Excerpt from the dataset
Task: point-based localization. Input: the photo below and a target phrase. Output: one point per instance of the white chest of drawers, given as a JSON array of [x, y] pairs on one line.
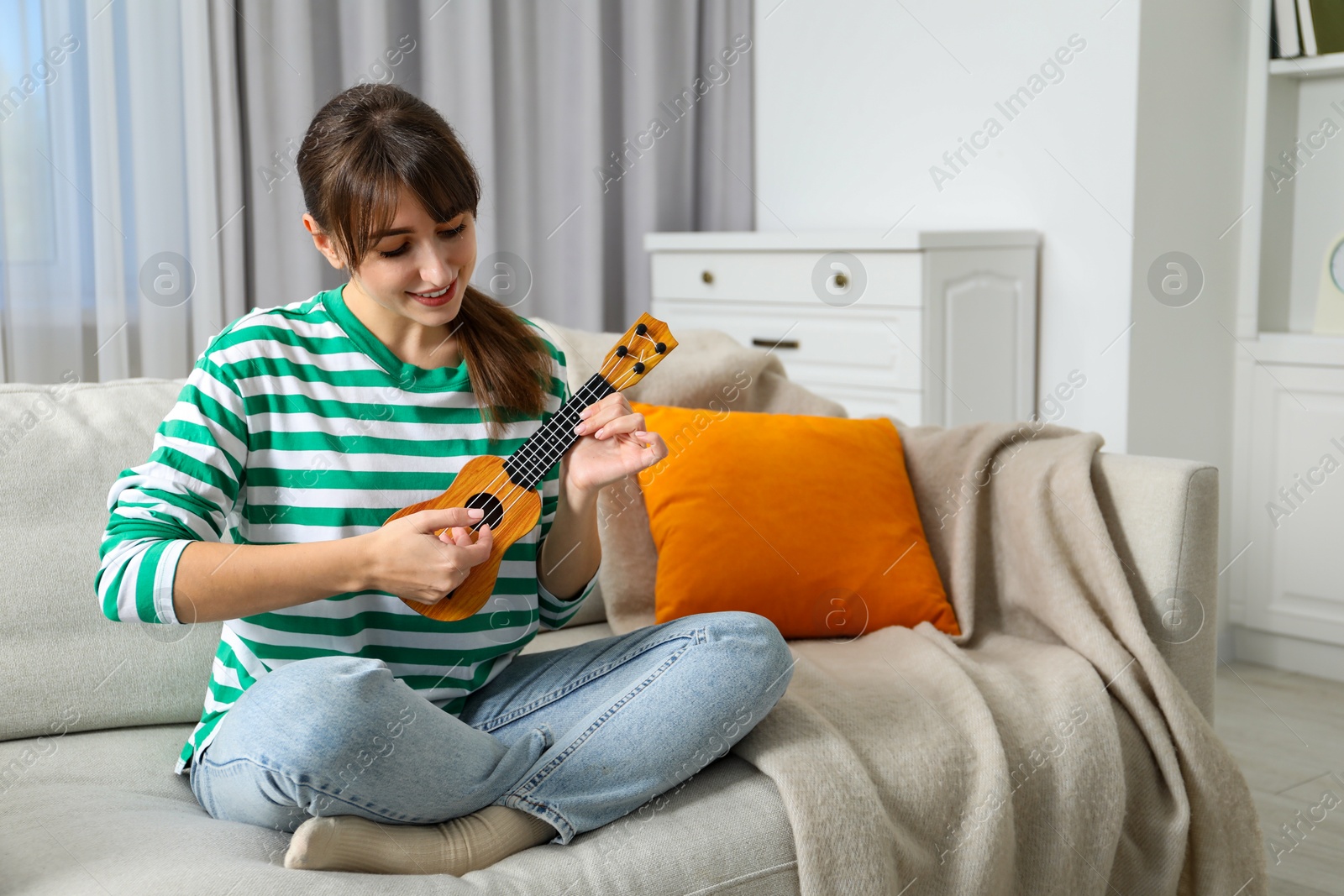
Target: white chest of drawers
[[927, 327]]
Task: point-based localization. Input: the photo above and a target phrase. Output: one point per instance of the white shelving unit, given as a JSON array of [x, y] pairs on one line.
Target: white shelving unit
[[1288, 511], [927, 327]]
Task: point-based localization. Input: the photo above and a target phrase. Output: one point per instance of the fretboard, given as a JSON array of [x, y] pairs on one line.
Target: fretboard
[[549, 443]]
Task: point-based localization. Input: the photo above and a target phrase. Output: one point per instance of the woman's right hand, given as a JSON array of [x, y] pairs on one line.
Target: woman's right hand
[[409, 560]]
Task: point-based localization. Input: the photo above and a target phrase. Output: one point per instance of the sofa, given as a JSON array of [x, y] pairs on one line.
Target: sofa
[[93, 714]]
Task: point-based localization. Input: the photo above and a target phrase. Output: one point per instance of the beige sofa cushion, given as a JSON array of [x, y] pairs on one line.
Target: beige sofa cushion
[[64, 664], [102, 813]]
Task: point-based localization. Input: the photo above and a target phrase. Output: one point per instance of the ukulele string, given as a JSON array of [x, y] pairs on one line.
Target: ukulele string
[[474, 527], [510, 504]]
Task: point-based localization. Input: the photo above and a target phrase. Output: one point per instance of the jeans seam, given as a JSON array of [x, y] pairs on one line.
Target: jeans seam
[[537, 779], [517, 712], [374, 808]]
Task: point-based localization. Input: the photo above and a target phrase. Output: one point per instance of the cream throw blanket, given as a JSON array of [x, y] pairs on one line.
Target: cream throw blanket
[[1046, 750]]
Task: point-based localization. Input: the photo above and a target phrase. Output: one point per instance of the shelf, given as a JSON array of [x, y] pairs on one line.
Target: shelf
[[900, 239], [1331, 63], [1299, 348]]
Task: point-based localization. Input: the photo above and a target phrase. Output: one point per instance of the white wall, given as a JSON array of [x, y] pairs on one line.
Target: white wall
[[1135, 152], [858, 98], [1189, 137]]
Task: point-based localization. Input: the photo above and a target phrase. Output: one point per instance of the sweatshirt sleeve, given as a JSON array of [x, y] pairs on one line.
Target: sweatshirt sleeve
[[553, 611], [183, 493]]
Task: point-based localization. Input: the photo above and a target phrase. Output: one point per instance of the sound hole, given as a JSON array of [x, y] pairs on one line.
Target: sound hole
[[492, 506]]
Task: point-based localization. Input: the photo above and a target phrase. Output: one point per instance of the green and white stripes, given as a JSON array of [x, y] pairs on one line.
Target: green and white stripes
[[299, 425]]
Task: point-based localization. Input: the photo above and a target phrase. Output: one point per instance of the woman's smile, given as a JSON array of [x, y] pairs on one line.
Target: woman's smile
[[437, 297]]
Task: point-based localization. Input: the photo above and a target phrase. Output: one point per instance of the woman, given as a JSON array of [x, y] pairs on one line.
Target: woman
[[407, 743]]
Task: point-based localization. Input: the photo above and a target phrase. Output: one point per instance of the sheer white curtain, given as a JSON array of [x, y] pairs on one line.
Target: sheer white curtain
[[113, 174], [148, 187]]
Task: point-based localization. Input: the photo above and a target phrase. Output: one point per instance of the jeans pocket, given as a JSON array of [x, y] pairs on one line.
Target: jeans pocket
[[197, 778]]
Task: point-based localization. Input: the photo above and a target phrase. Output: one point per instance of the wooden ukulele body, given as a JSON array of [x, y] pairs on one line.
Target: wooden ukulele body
[[511, 511]]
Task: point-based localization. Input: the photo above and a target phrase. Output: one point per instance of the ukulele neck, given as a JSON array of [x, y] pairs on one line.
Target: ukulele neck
[[544, 448]]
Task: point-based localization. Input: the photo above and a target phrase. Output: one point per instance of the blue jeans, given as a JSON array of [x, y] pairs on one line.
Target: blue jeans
[[577, 736]]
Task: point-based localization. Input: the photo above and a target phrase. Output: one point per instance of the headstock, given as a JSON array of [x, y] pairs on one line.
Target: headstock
[[643, 347]]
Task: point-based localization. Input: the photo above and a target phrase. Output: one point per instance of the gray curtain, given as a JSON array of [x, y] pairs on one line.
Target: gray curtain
[[591, 123]]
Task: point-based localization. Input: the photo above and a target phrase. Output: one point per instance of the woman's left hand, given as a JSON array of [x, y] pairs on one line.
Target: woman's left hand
[[612, 446]]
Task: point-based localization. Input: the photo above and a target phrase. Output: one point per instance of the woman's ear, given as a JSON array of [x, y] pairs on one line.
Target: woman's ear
[[323, 241]]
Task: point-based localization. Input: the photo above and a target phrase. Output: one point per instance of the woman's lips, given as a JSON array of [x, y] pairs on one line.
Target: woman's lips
[[441, 300]]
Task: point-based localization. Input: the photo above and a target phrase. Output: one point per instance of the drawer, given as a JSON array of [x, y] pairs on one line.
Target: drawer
[[843, 348], [905, 406], [879, 278]]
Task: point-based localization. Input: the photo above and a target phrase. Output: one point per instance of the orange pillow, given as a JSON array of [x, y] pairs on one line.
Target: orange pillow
[[806, 520]]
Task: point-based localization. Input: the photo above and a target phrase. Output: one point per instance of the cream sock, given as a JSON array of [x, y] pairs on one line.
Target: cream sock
[[454, 846]]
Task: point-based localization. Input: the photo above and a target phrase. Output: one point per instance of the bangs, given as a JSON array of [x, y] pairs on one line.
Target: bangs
[[366, 187]]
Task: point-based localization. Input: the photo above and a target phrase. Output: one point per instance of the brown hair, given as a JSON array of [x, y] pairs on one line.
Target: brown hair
[[360, 149]]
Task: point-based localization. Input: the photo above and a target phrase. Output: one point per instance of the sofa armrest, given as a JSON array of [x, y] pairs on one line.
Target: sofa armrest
[[1163, 519]]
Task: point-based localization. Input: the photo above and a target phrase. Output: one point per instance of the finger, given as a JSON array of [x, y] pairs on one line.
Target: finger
[[438, 519], [480, 553], [652, 443], [606, 401], [627, 423]]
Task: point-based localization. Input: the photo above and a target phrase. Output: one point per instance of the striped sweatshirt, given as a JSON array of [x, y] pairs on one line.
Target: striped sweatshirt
[[299, 425]]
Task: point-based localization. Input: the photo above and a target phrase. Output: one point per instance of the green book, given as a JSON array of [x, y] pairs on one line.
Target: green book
[[1328, 24]]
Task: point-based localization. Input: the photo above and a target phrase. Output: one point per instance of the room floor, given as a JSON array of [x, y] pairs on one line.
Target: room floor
[[1287, 731]]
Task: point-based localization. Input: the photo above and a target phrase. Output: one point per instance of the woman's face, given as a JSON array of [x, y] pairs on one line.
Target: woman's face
[[418, 268]]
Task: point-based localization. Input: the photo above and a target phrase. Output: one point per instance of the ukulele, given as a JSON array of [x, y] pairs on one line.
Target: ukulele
[[506, 488]]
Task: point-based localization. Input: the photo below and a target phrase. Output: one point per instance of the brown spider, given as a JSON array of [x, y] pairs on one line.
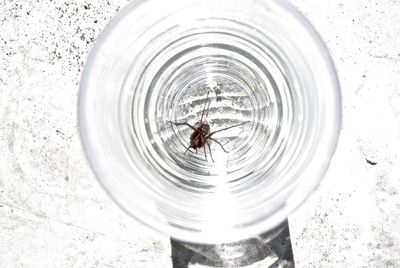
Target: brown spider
[[201, 133]]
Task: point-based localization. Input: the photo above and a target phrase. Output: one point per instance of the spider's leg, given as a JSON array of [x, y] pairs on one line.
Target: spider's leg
[[219, 144], [187, 149], [209, 148], [204, 108], [222, 129]]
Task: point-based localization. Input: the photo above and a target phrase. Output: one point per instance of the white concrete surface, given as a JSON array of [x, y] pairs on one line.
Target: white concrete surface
[[53, 212]]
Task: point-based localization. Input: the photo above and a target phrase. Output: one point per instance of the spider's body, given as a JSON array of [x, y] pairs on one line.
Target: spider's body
[[201, 133]]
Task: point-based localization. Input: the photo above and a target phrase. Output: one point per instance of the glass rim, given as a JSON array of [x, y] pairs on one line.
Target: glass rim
[[315, 170]]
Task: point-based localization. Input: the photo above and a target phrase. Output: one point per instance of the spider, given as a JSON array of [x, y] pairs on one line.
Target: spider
[[201, 132]]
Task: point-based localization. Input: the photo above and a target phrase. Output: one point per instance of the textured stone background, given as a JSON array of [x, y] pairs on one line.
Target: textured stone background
[[53, 212]]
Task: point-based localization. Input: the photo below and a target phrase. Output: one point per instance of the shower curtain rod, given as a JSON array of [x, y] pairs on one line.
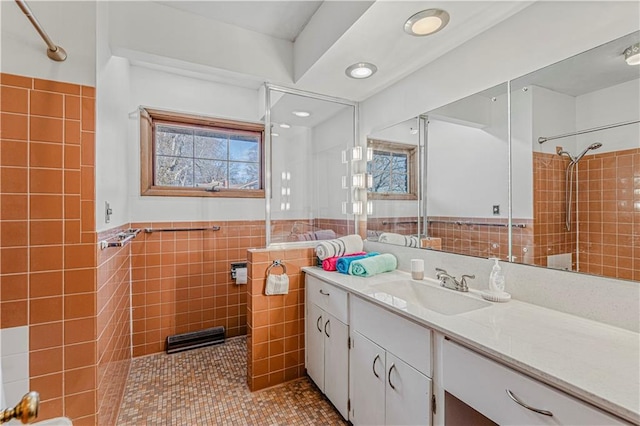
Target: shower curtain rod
[[543, 139], [54, 52]]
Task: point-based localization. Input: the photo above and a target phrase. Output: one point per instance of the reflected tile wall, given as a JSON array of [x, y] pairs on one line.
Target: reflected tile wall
[[47, 237], [275, 334]]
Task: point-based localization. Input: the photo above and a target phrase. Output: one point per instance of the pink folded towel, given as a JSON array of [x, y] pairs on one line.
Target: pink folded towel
[[329, 264]]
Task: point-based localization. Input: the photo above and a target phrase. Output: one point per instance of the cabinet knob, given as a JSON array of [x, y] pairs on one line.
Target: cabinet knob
[[528, 407], [373, 367]]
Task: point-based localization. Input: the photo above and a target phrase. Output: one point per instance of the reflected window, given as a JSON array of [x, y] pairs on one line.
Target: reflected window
[[393, 170], [195, 156]]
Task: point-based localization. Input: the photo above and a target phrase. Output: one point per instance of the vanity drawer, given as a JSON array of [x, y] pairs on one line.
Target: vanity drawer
[[405, 339], [328, 297], [482, 384]]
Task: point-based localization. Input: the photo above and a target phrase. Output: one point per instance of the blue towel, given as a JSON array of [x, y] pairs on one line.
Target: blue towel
[[342, 265], [375, 265]]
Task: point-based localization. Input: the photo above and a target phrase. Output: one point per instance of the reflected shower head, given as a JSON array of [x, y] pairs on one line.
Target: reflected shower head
[[594, 145]]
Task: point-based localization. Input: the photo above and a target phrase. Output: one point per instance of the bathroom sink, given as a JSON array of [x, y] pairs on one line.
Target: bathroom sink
[[403, 293]]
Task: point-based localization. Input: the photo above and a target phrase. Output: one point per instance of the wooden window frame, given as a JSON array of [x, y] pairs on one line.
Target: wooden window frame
[[147, 154], [412, 158]]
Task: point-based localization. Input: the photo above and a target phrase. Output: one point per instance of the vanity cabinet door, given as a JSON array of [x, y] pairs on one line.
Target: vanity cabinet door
[[314, 323], [336, 362], [408, 394], [368, 380]]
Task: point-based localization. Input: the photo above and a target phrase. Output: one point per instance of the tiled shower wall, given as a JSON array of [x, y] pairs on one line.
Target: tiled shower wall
[[607, 232], [181, 281], [275, 334], [112, 326], [47, 238], [609, 214]]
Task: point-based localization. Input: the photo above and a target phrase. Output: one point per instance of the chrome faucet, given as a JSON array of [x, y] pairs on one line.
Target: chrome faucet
[[451, 282]]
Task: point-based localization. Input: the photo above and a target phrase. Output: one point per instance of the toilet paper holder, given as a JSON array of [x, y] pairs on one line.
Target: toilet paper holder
[[235, 266]]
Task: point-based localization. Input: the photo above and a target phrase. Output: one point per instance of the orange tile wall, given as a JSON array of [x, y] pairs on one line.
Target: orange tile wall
[[181, 281], [609, 214], [112, 326], [47, 237], [275, 333], [480, 240]]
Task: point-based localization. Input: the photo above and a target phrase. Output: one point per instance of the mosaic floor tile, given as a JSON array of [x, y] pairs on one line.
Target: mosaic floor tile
[[207, 386]]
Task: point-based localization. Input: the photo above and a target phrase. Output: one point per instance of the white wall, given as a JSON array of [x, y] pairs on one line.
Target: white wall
[[162, 90], [70, 25], [467, 166], [608, 106]]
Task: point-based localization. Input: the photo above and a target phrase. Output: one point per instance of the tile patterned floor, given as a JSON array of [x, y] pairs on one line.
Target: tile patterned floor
[[207, 386]]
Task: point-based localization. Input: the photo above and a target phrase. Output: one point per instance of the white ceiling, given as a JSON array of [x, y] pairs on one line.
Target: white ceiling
[[278, 19], [330, 36]]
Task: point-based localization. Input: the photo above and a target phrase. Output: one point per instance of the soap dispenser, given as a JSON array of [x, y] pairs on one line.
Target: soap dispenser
[[496, 291], [496, 279]]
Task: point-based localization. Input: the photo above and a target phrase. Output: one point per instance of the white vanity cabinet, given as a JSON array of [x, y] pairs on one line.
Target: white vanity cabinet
[[327, 341], [390, 365], [509, 397]]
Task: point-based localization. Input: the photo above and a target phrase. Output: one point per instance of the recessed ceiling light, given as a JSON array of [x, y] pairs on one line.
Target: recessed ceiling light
[[361, 70], [426, 22], [632, 54]]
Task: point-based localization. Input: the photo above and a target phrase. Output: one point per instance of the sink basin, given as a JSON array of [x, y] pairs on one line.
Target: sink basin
[[403, 293]]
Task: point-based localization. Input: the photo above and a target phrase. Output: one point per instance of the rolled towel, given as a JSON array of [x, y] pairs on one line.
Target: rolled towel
[[373, 265], [399, 240], [339, 247], [329, 264], [342, 265]]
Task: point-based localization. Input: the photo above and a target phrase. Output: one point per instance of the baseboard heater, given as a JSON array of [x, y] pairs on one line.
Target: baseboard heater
[[195, 339]]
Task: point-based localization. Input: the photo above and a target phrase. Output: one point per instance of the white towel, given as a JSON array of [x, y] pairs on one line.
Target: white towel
[[340, 246], [399, 240], [277, 284]]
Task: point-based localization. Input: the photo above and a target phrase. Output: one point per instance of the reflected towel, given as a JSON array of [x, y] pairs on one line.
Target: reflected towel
[[340, 246], [329, 264], [373, 265], [342, 265], [399, 240]]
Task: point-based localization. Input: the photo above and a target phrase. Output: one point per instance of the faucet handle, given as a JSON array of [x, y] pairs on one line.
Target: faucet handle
[[463, 279]]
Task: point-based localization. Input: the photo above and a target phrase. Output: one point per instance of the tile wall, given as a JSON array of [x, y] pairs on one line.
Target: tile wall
[[181, 281], [609, 214], [112, 326], [483, 237], [47, 237], [275, 324]]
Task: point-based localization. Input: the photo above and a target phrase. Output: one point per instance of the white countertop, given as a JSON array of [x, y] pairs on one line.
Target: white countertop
[[596, 362]]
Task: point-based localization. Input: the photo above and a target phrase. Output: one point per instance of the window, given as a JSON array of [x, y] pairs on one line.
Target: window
[[184, 155], [394, 171]]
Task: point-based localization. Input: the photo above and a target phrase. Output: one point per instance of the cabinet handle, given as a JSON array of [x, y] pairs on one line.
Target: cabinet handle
[[389, 376], [528, 407], [373, 367]]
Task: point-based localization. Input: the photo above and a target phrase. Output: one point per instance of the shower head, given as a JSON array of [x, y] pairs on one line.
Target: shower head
[[594, 145]]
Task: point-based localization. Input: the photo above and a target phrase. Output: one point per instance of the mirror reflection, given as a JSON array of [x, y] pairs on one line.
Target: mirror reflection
[[467, 167], [307, 137], [395, 187], [576, 163]]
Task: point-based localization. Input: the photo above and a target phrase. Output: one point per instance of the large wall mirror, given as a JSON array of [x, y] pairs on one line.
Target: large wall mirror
[[575, 168], [308, 134], [576, 162]]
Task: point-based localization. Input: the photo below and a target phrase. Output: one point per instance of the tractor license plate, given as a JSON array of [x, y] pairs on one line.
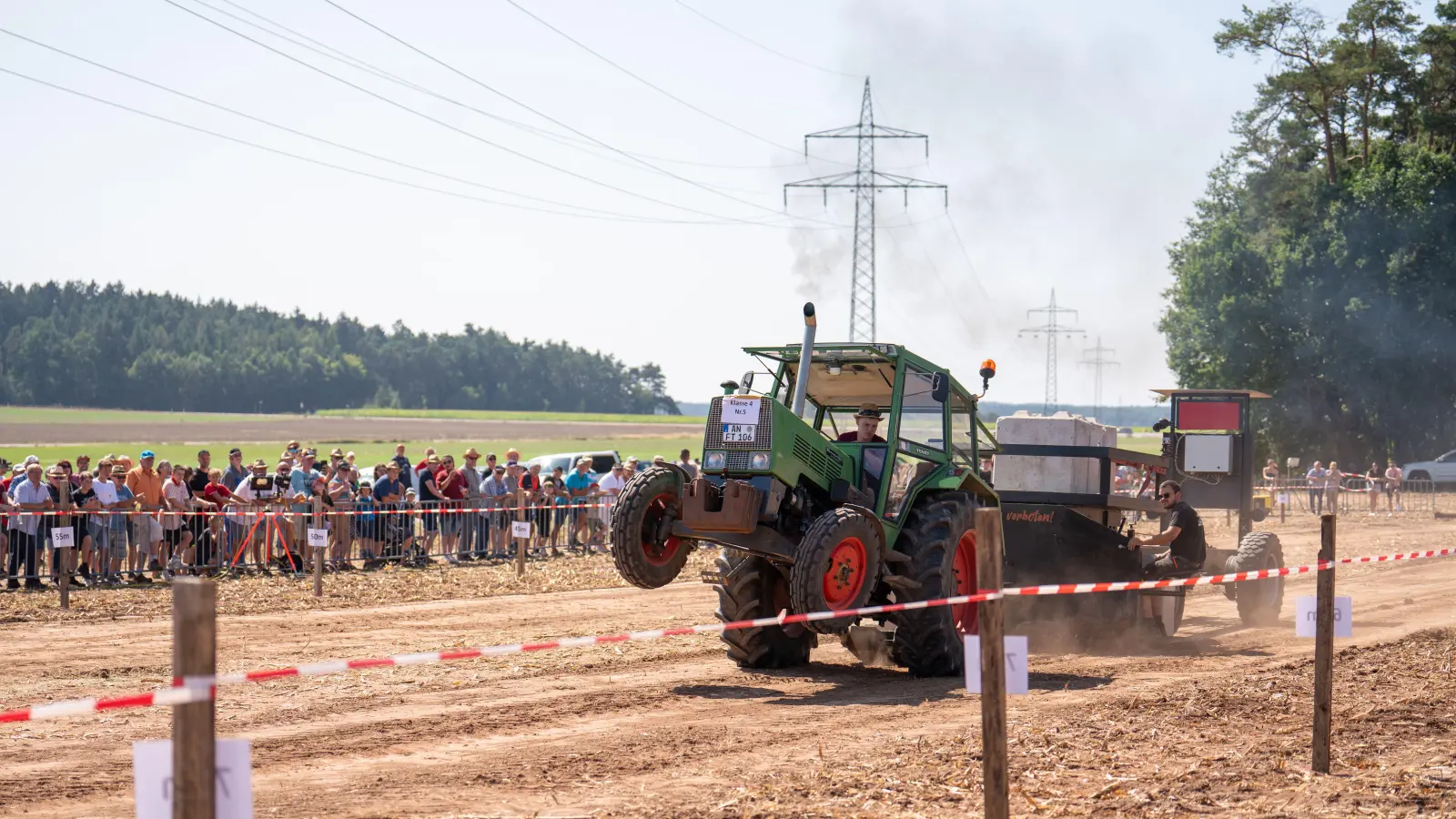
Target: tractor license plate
[[739, 433]]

Requirements: Rescale everything from the first of the lines above down to the line that contains "[[474, 527], [510, 504]]", both ends included. Write those lines out again with their requests, multiplying every point coordinate in the answers by 0.8 and rounding to whole numbers with halves going up, and leave the pictures out.

Solution to this problem:
Task: point-based localization. Input: the photo below and a target phrase. Output: one point per instance of the white chest of drawers, given as a JSON array of [x, y] pairs on one line.
Target: white chest of drawers
[[742, 262]]
Task: point-based localization. Input: the photo above and a target phrase. Output: one point per instance of the white shelving unit, given as a JSON array of [x, y] pairs on one line.
Target: white shelving unit
[[1030, 409], [742, 262]]
Task: point-based localization. Input: the photo above and a target phrase. Output: one point per instance of the fretboard, given as a JSON array of [x, y] pairs on one line.
Target: fretboard
[[439, 354]]
Task: point-based localization. Input: the photo above and a target phrase. Output: one point per instance of the woman's right hand, given as a JSON array of [x, y] pairs on one line.
Target: woman's right hand
[[327, 448]]
Task: point-based localization. Input: the photo above and a target phrase. Output: one point per instance of the sofa, given as a JSON array of [x, y] pairs on one line.
Target: sofa
[[74, 571]]
Task: point-based localization. Input: the photo above and a target phrase. Output: one point per instance of the beige sofa cushion, given as a JSON array of [x, y] pairs on one line.
Target: beige sofa cushion
[[51, 531], [82, 650]]
Task: point-based localization. Input: the photo above and a target phrase. Output: one point per instance of the ukulele string, given as a JSON array of [x, y] pairs on one line.
Target: ukulele string
[[379, 422], [408, 403]]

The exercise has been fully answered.